_Aim of the task_
Could you transcribe the material below exactly, without leaving out a single line?

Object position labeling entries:
↓
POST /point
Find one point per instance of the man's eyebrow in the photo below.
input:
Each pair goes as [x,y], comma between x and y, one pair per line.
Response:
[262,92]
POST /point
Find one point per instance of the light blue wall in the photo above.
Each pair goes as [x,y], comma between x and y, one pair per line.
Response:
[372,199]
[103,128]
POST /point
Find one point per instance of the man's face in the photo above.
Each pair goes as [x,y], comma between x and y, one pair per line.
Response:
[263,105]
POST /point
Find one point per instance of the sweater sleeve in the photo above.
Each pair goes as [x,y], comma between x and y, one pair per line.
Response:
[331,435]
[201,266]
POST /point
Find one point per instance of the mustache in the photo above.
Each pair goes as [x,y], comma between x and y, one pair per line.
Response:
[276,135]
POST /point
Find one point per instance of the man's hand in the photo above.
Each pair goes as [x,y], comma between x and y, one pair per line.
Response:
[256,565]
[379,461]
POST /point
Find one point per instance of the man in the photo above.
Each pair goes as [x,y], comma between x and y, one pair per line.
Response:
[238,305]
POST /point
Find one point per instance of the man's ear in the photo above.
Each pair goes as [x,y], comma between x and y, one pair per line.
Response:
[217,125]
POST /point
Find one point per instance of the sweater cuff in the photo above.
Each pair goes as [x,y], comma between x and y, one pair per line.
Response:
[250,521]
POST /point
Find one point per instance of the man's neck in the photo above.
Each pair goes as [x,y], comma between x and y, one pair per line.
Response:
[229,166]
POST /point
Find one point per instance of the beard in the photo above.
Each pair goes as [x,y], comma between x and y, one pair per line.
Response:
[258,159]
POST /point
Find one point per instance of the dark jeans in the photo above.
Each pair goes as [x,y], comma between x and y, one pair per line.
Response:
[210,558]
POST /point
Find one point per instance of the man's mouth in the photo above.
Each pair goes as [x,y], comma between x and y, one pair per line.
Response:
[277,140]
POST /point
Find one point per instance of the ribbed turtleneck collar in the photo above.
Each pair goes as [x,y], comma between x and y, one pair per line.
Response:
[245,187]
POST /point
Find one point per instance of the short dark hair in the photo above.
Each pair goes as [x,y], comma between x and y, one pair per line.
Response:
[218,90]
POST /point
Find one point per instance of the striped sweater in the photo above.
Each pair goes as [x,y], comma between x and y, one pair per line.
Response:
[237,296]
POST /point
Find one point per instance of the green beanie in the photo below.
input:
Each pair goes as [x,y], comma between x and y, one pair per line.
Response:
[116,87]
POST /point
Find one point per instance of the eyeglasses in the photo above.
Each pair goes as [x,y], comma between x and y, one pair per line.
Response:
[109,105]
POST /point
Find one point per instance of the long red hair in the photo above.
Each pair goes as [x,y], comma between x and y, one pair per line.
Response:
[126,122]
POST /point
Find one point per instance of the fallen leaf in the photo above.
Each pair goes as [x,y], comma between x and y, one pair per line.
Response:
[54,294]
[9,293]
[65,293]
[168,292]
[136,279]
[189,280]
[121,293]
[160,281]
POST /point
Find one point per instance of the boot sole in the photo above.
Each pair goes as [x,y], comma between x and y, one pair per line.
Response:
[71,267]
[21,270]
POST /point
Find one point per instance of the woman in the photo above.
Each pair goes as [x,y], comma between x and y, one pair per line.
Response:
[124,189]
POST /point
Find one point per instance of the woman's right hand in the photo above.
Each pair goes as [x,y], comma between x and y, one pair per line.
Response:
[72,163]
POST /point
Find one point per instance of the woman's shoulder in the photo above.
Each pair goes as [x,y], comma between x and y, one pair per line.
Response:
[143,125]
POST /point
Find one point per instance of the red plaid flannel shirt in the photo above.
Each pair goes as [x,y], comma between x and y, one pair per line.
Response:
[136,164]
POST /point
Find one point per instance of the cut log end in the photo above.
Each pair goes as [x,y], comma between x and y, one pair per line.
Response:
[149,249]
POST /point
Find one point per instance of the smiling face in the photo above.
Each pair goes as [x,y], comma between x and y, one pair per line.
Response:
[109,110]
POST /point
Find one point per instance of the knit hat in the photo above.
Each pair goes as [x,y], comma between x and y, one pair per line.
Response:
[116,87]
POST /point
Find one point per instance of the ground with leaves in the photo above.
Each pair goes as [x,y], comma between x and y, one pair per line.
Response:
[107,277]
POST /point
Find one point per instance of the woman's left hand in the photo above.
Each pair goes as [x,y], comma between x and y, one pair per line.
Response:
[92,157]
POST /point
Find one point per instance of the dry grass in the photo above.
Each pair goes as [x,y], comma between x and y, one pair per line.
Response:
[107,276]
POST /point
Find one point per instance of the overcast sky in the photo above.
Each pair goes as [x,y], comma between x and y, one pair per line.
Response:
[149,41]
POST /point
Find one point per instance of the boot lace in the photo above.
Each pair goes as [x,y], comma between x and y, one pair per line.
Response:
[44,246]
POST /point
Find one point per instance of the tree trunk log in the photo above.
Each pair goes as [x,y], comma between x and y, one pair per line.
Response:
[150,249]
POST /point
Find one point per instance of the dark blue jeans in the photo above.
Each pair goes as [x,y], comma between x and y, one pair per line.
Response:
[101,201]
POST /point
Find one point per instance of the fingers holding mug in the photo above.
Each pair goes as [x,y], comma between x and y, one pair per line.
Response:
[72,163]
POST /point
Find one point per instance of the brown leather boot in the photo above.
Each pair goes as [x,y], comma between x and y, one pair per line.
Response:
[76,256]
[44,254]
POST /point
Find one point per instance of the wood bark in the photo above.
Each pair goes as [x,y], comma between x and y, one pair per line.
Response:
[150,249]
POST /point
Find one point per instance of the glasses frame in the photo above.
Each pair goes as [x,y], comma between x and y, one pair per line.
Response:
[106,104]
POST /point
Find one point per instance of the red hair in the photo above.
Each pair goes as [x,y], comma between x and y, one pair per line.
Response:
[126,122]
↑
_Reply_
POST /point
Find one point per instance of the man's eyebrow in the photo below.
input:
Each pair goes as [x,y], comma between x and y, one pair per line.
Response:
[262,92]
POST /point
Find one point per instance of the light blue wall in the photo above.
Each pair goes as [x,y], comma between x and y, one pair per line.
Response:
[372,199]
[103,128]
POST /point
Find one point per instance of the man's face in the photo above.
Each pair goes as [x,y], comma between x and y, one pair per line.
Response:
[263,105]
POST /point
Find one point per instance of the sweater sleeve in the photo above.
Each pair goes as [x,y], comma between x and y, one pair per line.
Response:
[331,435]
[201,266]
POST /point
Find one point per instance of the mustache in the photo above.
Each pair goes as [x,y], comma between x and y, one pair per line.
Response:
[276,135]
POST /point
Find one point per instance of the man's hand in the photo above.
Each pair goes as [x,y], comma between x and y, one pair per line.
Response:
[256,565]
[379,461]
POST /point
Find one point per instance of the man in the photo above.
Each pair goes as [x,y], comma between x and y, one pair per line.
Response:
[238,305]
POST /point
Find one point per instance of the man's ear in the photo above.
Each pair goes as [x,y], comma between x and y, one pair per line.
Response:
[217,125]
POST /point
Find one point per instance of the sweater cuff in the photo above.
Each pair goes as [x,y], comma between x and y, one pair per line.
Response:
[250,521]
POST /point
Find one point per instance of the man's neck in the photo above.
Each pair goes as [x,y], comma between x and y, one pair per line.
Response:
[229,166]
POST /point
Find one point per instance of the beard in the photo above.
Each pair goes as [x,y], comma between x and y, one pair per line.
Response:
[258,159]
POST /point
Find one point per instance of the dark jeans in the photo above.
Each pair goes as [x,y], comma between x and y, one pair per line.
Response:
[210,558]
POST /point
Find one point per instance of the man's mouth in the photo above.
Each pair goes as [x,y], comma between x and y, one pair per line.
Response:
[277,140]
POST /point
Find one point per instance of the ribbed turtleneck collar in the photo above.
Each pair goes as [x,y], comma between x and y, one pair per line.
Response:
[245,187]
POST /point
Find one point per instance of the short dark hair in the photo above.
Each pair goes as [x,y], comma between x and y, one pair per line.
Response:
[218,90]
POST /point
Find one point per instance of the striped sweater in the photo above.
Each pair goes as [x,y], comma between x and y, one pair per line.
Response:
[237,296]
POST /point
Find one point per instance of the green beanie in the photo below.
input:
Each pair goes as [x,y], comma between x and y, one pair per line.
Response:
[116,87]
POST /point
Find one point per instance of the eyeglasses in the photo above.
Each pair goes as [x,y], comma between x and y, one pair per line.
Response:
[109,105]
POST /point
Find one point per instance of the long red hair in the photo above.
Each pair goes as [x,y], comma between x and y, one pair per line.
Response:
[126,122]
POST /point
Find one point per instance of the fallen leaf in the photo above.
Each pair goes as [x,y], comma between x and y, one pair per line.
Response:
[54,294]
[9,293]
[65,293]
[168,292]
[136,279]
[189,280]
[121,293]
[160,281]
POST /point
Find one point per instance of the boot sole in the photo above.
Each pair goes as [x,y], comma between x and y, one pair per line.
Response:
[71,267]
[21,270]
POST /point
Find one point per instance of the woman in the photo above.
Each pair goes as [x,y], comma between x and y, one pair per line.
Response:
[124,189]
POST /point
Find one point per instance of the woman's right hand in the photo above.
Each pair goes as [x,y], comma between x and y, one pair per line.
Response:
[72,163]
POST /point
Find one point per instance of the woman's shoulder in the photo above.
Each pair goes as [x,y], comma between x and y, one pair per line.
Response:
[143,125]
POST /point
Find one point per instance of the red plaid flannel shirt in the photo above.
Each pair goes as [x,y], comma between x and y, one pair per line.
Response:
[136,164]
POST /point
Find one point per instance of the cut log end in the photo above.
Each pair goes as [x,y], comma between x and y, one pair per line.
Response:
[149,249]
POST /point
Find one point per instance of the smiling face in the photo above.
Each pair goes as [x,y], comma between x and y, one pair per line.
Response:
[109,110]
POST /point
Find one point per instance of the knit hat in the photo above.
Each pair goes as [x,y], comma between x and y, one pair per line.
Response:
[116,87]
POST /point
Find one point per instance of the ground with leaves in the photo above.
Each pair goes as [x,y], comma between x and y, one pair per line.
Response:
[107,277]
POST /point
Find one point per instance of the woman's left hand in the photo above.
Each pair goes as [x,y], comma between x and y, one pair per line.
Response:
[92,157]
POST /point
Find one point per instance of the dry grass in the photo above.
Each pair goes as [x,y], comma between x and y, one pair per line.
Response:
[107,276]
POST /point
Find one point per instance of the overcast sky in the photo above.
Each pair goes as [x,y], comma between x and y, one pair per line.
Response:
[149,41]
POST /point
Find one point per instance of the boot lace in the photo above.
Each pair goes as [x,y], comma between x and y, one pair per line.
Response:
[44,246]
POST /point
Find one point per instance of the tree trunk log in the photo above.
Each pair goes as [x,y], comma between x and y, one pair per line.
Response:
[150,249]
POST /point
Find one point per instance of the dark blue jeans in the photo above.
Each pair goes as [x,y], comma between x and y, one pair per line.
Response:
[101,201]
POST /point
Find one point per instance of the fingers holding mug in the photo above.
Each pair goes as [x,y], comma between x and y, one pair per line.
Response:
[72,163]
POST /point
Find one point per instance of the brown leather boot in the photo above.
Each pair goes as [x,y], comma between x and y, one pair per line.
Response:
[76,256]
[44,254]
POST /point
Find one point per instance of the wood bark in the photo above.
Each pair goes as [x,y], comma between x and y, one pair per line.
Response:
[150,249]
POST /point
Find one point per instance of the glasses frame in the photo above.
Each pair goes as [x,y], comma between x and y, one pair per line.
Response:
[106,104]
POST /point
Find one point per instance of the red hair in the photo above.
Each pair goes as [x,y], comma between x and y, one pair per line.
Response:
[126,122]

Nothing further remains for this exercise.